#### TEXT SHOWN
◆ ◆ ◆ ◆
ISSCC 2005

Update from San Francisco :D

First post is on SPU, next will be on overall CELL.

Presentations haven't happened yet, but here is some stuff from the conference proceedings (which anyone can buy as of this morning):

On the SPU paper they can't seem to make up their mind on the name. It's called an SPU (streaming processor unit) and also an SPE (synergistic processor element), and then in the overall CELL paper the 8 little boxes in the block diagram are labelled SXU. Seriously, I didn't make that second one up. The last one I think actually refers to the interconnect mechanism to the rest of the chip.

The core area of one SPU/SPE (of which there are 8 on the chip) is 2.5x5.81mm2 in 90nm.

Each SPU has 256KB local SRAM which is not part of system address space (referred to as "untranslated, unguarded and non-coherent"). There is a DMA unit per SPU to manage background transfers to/from system memory space (with MMU). There can be up to 16 pending DMA requests, each of up to 16kb.

Each SPU has 128 128bit registers. The text says there are both seven and eight execution units per SPU (doesn't anyone proofread their papers anymore? :) ). There are fixed and floating point units, permute, some other stuff. Ask if you want details.
◆ ◆ ◆ ◆
Extend the ISSCC 2005 post on the SPU, starting right after its last sentence. None of the material after this is needed.

#### Items listed in a dataset
◆ ◆ ◆ ◆
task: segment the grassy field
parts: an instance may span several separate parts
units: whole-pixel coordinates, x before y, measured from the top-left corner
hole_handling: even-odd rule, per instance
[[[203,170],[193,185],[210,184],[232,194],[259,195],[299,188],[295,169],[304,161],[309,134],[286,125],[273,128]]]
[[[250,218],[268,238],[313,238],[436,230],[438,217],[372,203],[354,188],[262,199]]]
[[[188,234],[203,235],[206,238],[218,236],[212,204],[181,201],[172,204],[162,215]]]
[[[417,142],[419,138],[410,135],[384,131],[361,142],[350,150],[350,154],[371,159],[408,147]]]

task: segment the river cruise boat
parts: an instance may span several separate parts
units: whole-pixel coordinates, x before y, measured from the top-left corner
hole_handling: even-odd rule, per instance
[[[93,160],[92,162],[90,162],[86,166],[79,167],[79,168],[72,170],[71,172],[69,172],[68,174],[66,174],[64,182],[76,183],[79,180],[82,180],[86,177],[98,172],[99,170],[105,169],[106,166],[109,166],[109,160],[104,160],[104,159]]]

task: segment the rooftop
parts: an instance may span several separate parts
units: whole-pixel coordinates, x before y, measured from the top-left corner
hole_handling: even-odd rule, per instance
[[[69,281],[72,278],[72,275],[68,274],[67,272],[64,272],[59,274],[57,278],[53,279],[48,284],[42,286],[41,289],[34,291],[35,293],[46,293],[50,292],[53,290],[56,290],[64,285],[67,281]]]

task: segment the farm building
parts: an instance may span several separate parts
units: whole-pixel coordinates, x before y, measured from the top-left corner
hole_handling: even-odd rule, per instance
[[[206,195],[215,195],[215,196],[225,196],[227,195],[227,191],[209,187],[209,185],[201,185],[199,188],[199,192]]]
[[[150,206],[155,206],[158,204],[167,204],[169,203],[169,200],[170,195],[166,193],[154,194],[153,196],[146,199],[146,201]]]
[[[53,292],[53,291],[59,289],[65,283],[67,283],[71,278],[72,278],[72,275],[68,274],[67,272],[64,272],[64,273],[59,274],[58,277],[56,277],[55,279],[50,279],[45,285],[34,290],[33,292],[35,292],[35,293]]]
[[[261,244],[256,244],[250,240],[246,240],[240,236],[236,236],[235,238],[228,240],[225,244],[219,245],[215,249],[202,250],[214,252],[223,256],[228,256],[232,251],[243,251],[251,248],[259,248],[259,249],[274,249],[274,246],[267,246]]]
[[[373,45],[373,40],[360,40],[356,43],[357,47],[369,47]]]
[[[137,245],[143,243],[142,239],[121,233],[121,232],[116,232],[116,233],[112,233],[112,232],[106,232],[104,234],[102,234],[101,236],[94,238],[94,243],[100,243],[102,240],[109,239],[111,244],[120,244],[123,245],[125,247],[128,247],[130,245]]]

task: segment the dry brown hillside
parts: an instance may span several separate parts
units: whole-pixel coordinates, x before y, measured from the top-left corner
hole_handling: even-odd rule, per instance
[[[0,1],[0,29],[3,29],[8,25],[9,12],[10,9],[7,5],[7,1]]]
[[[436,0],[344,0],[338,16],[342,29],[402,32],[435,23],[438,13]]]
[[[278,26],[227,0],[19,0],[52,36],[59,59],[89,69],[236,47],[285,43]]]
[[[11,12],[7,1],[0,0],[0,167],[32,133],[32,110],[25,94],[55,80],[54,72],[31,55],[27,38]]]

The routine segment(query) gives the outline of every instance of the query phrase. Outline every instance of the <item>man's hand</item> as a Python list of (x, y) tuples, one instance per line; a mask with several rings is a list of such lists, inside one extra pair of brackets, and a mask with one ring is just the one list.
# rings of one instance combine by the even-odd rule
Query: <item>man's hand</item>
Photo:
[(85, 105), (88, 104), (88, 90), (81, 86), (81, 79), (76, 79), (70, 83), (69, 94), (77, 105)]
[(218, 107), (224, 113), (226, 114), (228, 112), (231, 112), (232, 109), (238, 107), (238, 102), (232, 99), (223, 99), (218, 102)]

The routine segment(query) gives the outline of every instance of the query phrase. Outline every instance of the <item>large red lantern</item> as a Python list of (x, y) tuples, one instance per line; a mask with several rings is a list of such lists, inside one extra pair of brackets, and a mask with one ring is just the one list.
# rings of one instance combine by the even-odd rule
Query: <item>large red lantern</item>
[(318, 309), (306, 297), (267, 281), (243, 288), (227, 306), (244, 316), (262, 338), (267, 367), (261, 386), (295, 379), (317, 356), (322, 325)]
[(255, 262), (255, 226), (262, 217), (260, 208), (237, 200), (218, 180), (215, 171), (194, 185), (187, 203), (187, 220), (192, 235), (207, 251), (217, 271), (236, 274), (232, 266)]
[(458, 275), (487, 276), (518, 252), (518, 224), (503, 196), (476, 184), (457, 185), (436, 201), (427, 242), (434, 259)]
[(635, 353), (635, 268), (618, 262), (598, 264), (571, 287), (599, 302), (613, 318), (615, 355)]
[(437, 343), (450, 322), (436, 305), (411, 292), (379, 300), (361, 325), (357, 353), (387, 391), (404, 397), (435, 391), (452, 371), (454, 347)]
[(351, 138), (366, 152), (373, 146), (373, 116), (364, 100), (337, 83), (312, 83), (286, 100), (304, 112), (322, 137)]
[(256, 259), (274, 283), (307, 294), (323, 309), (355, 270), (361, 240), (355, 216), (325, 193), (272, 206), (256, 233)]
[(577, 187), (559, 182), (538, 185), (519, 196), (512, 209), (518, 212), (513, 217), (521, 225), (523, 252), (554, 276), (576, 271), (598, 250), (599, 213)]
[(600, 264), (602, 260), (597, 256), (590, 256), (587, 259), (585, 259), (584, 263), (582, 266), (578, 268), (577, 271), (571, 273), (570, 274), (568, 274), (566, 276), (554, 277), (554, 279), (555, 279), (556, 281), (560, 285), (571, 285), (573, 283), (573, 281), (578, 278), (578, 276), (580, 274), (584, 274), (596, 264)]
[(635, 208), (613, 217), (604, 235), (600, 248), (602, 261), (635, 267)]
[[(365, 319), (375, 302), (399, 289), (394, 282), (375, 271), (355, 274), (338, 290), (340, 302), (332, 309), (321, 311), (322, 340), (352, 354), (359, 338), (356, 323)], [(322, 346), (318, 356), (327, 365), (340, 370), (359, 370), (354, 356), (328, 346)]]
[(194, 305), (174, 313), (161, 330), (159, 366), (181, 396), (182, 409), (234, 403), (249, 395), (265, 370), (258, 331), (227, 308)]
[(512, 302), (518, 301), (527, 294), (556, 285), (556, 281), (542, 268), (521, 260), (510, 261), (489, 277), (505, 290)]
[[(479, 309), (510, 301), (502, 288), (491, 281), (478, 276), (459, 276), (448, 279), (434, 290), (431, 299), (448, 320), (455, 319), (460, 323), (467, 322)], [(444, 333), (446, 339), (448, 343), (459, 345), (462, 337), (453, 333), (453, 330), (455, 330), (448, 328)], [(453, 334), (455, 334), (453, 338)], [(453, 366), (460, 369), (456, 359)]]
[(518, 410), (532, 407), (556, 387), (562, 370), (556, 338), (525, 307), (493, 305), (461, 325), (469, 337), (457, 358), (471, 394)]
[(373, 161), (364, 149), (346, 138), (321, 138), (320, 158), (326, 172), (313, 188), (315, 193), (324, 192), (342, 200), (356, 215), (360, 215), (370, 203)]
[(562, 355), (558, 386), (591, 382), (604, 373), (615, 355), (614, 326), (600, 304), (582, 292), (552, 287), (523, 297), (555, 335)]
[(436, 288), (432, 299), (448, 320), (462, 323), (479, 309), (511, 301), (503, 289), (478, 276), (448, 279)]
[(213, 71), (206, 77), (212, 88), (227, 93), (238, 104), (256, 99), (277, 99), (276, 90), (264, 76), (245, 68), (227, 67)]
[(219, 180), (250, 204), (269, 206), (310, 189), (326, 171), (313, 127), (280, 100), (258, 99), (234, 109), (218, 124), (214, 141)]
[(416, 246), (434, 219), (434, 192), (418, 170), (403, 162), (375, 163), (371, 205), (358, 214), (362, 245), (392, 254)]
◆ ◆ ◆ ◆
#### WRITTEN RESPONSE
All data fetch and branch prediction is managed in software, i.e. you have to explicitly prefetch what you want when you want it, and for branches it mentions that "efficient S/W" manages branches by replacing branches with bitwise select instructions, arranging common case code to be inline, and inserting branch hint instructions.

They claim the SPU/SPE is programmable in C/C++ with intrinsics.

Clock rate ranges from 2-5 GHz over a voltage range 0.9-1.3v with power ranging from 1-11W.
 
At around 10 watts per SPU (at 4GHz+), i'd doubt we'll see 32 of them on one ic this or next year...
 
Ok, now for the CELL itself. All of the following info is from now publicly available conference proceedings:

- 8 SPU's/SPE's
- 1 64-bit PPU, dual threaded Power microprocessor (also referred to as PPE for power processor element and also a PXU because they can't seem to make up their minds what they want to call anything)
- Dual XDR channels for memory
- whole chip is 234M transistors, 200+ mm2 in 90nm

PPU/PPE/etc. has L1 and L2 of unknown size. L2 looks really big though (I'm guessing it's 512KB, but it might be 1MB).

I'll try to describe the block diagram in words. Use your imagination :)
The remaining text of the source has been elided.